(Stored records)
◆ ◆ ◆ ◆ ◆ ◆ ◆
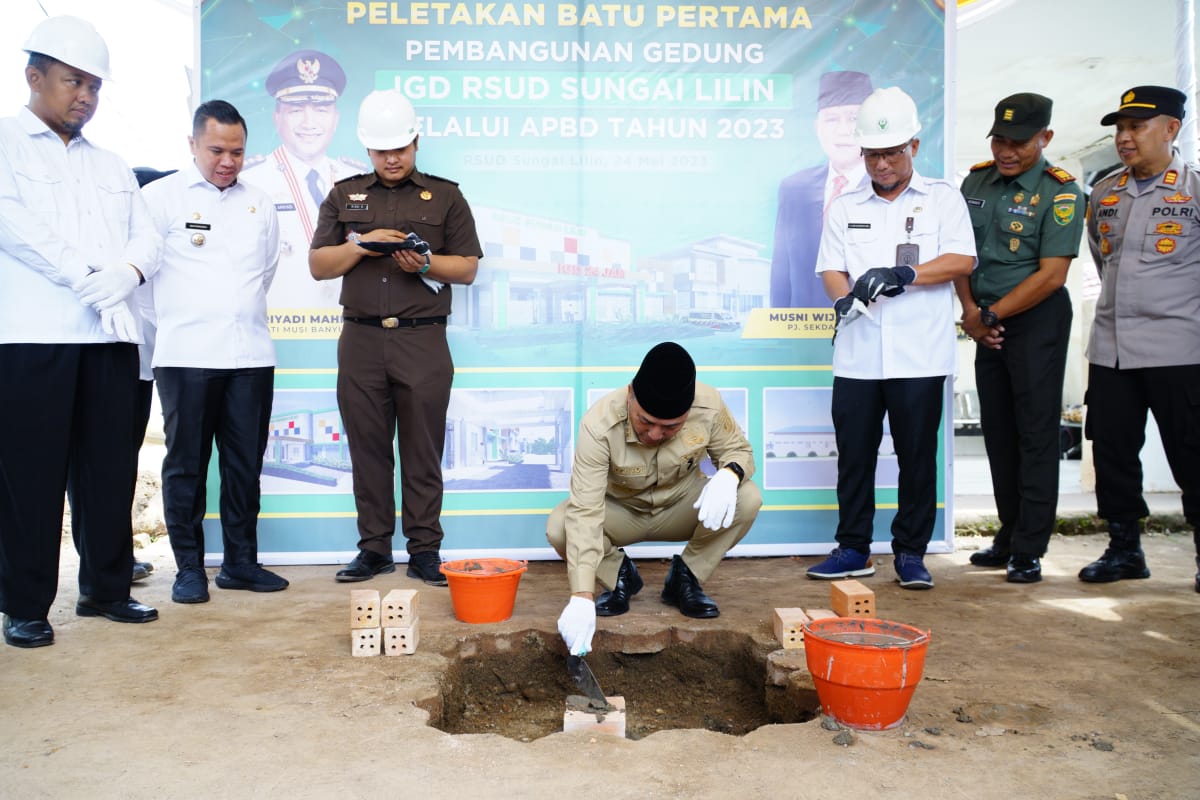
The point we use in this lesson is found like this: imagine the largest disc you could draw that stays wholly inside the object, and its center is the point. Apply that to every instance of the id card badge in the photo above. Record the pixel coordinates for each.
(907, 254)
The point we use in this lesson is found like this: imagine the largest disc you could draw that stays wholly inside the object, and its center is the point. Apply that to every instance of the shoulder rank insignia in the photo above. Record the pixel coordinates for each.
(438, 178)
(1060, 174)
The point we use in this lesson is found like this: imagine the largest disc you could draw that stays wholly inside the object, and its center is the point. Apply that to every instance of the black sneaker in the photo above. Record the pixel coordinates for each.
(366, 565)
(425, 566)
(191, 585)
(252, 578)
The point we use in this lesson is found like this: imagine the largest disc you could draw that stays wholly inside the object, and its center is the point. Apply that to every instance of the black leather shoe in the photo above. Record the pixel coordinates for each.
(119, 611)
(28, 632)
(426, 566)
(629, 583)
(683, 590)
(990, 557)
(191, 585)
(1115, 565)
(251, 578)
(366, 565)
(1024, 569)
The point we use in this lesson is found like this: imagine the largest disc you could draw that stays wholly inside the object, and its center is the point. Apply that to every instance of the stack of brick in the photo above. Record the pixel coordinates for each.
(391, 627)
(847, 599)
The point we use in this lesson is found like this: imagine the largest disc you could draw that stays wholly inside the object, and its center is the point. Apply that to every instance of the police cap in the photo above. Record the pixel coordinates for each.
(306, 77)
(1144, 102)
(1020, 116)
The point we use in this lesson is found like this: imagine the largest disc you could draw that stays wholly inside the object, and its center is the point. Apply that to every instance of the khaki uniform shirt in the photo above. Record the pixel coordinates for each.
(611, 465)
(431, 206)
(1039, 214)
(1147, 242)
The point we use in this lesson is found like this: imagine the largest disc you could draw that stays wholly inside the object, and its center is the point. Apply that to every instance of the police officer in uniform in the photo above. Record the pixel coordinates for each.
(1144, 354)
(636, 476)
(394, 366)
(298, 174)
(1027, 218)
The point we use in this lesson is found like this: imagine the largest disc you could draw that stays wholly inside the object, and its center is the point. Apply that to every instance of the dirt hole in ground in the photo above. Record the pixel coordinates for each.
(516, 685)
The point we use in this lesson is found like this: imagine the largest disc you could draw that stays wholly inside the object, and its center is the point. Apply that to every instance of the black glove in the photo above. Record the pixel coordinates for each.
(845, 311)
(887, 281)
(420, 246)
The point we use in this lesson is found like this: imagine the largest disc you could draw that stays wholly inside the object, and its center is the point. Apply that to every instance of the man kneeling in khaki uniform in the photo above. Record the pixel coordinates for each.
(636, 477)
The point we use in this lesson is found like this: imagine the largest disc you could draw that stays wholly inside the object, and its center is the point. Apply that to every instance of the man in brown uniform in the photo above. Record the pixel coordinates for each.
(397, 238)
(636, 477)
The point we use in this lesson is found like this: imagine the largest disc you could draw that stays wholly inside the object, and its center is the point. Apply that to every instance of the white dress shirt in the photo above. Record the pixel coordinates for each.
(219, 257)
(912, 335)
(63, 209)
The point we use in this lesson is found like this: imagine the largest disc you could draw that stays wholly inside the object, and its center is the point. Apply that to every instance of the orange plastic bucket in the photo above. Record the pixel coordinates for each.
(484, 590)
(864, 669)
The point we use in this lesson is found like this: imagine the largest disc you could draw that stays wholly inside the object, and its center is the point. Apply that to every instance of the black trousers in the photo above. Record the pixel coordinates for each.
(1020, 404)
(1117, 401)
(915, 411)
(233, 408)
(69, 415)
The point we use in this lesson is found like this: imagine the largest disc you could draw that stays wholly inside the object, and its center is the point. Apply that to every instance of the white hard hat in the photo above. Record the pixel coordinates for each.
(387, 120)
(72, 41)
(886, 119)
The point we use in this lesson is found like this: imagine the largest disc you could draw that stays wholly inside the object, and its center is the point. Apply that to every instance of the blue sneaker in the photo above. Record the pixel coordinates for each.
(843, 564)
(911, 571)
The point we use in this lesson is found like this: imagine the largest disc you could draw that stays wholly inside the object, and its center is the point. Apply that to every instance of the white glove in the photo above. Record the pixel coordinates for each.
(107, 286)
(120, 322)
(718, 500)
(577, 625)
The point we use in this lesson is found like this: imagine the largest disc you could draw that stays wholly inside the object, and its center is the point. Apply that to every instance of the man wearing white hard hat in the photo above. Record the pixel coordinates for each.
(397, 238)
(71, 252)
(888, 256)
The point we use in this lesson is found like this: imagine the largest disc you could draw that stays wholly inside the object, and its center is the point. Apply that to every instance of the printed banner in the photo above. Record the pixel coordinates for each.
(639, 173)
◆ ◆ ◆ ◆ ◆ ◆ ◆
Task to carry out.
Print the entries again exactly as they appear above. Do not print the pictures.

Solution to the problem.
The point we use in this lesson is found like this: imagine the largest disc you could draw that stays wholly inside the object, and its center is the point. Apply that to every instance of the id card badge in the photo above. Record the pixel coordinates for each.
(907, 254)
The point we use in this lesson is found like this: imagine the largest disc you could draw that stays wholly inside the object, and its center is the point. Apply that to every instance of the shoulder rank insignia in the photo above. Record the pixel coordinates for each.
(438, 178)
(1060, 174)
The point we use in this lesson is found like this: imagine the largest disc you could draw that stays wholly inside the object, and its center is the point. Apply that to every instance of the black sneaker in the photo above. Record the pixel coordinates for each.
(366, 565)
(425, 566)
(191, 585)
(252, 578)
The point we use in this lesson is found like this: imagine the largest disc you could draw that stays wholly inside the object, and its center is the point. Apply that to every instance of the black leather shoe in the photo above. Record the pixel coordinates for each.
(119, 611)
(28, 632)
(426, 566)
(629, 583)
(683, 590)
(990, 557)
(191, 585)
(1115, 565)
(251, 578)
(366, 565)
(1024, 569)
The point we use in this lesson is found like this: imagine the largest disc you could draw that stays wholly inside the object, and its center is the point. Apply that to every instance of the stack of brick in the photo above. Record the pixel coordinates for each.
(391, 627)
(847, 599)
The point we use in this lesson is found like this: imagine the largest disc you could draw that stays wholly inside the object, and its center is the point. Apply that to every instance of the police cap in the photo above. Record the pixel coordinates for each.
(306, 77)
(1144, 102)
(1020, 116)
The point we use in this lesson is found like this: imagine the largest disc you could draw that stays wholly inside the object, and its center is the point. Apply that to every instance of the khaki uniform shirt in the photo above. Record the pixel coordinates for each.
(611, 465)
(431, 206)
(1039, 214)
(1147, 242)
The point we use in this lesson is found like this: imagine the largest disc you could draw that stays wholly inside the object, and its center is the point. Apply that to every instance of the police officer in uniform in the photo above. Record the pixel coordinates for each.
(1144, 354)
(636, 476)
(394, 366)
(298, 174)
(1027, 218)
The point we use in this lesson is found like this: imagine the largest disc you could draw that stays wholly inside the object, and its center is the point. Apply that to every instance of the dirt hole in ground in the photo above. Record the pixel coordinates for each.
(516, 685)
The point we use in this lesson is found like this: imagine the largest disc you could draw that stays wholly inside the object, and its center is the point. Apply that to every instance of the black glove in the photo above. Record the pixel coordinates for each.
(845, 311)
(887, 281)
(420, 246)
The point we use in this lesson is found like this: imagine the largest disc you could draw that stays wholly inside the object, and its center is the point. Apply that to every instance of the man kneeling in khaki uniform in the photo above. Record the pixel coordinates for each.
(636, 477)
The point we use in this lesson is found like this: imagine the largest disc you could draw that stays wholly inside the object, and its center is the point. Apply that to every instance of the man in brown uniform in the photo above. Record the pixel coordinates for each.
(397, 238)
(636, 477)
The point we use in this lesson is found like this: imagine the largest disc you could draw that stays wholly inside the object, and its center is the point. Apply that to every instance of the white dress shirt in the photo above. Record the pixel coordinates for each.
(219, 257)
(912, 335)
(63, 209)
The point we use in this lesson is found like this: imagine the largest disc you could draw that stays wholly inside the object, and its center is the point. Apply that to every instance of the orange plastic bucket in the photo above. Record the pixel coordinates for each.
(484, 590)
(864, 669)
The point we use in this lesson is found like this: imagine the largest disc you could draw that stays wholly inside the object, and its center is the point. Apply that to every instance of the black trousers in the photo above. Record the pixel coordinates for each.
(1020, 404)
(1117, 401)
(915, 411)
(233, 408)
(69, 415)
The point we use in this lesson is found like this: imagine the largest disc you could draw that stays wholly inside the object, and its center is the point. Apply that to every instance of the white hard hat in the photo above. Record the pixel coordinates for each.
(387, 120)
(72, 41)
(886, 119)
The point we use in this lesson is found like this: imagine the largest disc you could draw that stays wholly inside the object, and its center is the point. Apply that to every instance of the blue sneaker in the photo above. Record the pixel coordinates for each.
(843, 564)
(911, 571)
The point we use in this lesson is found like this: imagine the largest disc you could draw that stays wholly inside the object, and its center is the point. Apply that to every instance of the white glove in the photo above. Record the pixel coordinates for each.
(107, 286)
(120, 322)
(718, 500)
(577, 625)
The point we use in this lesson is found like this: imagine the largest disc you could draw that stays wholly inside the object, and its center is the point. Apply that to every instance of the man wearing white hard hat in the photo above. Record the pixel coordinates for each.
(397, 238)
(71, 252)
(888, 256)
The point we use in this lesson is found like this: imagine the largest disc you could draw that stays wholly inside the object, and its center is the point. Apply that to every instance of the printed banner in the photo above. Record the pixel coordinates for each.
(639, 173)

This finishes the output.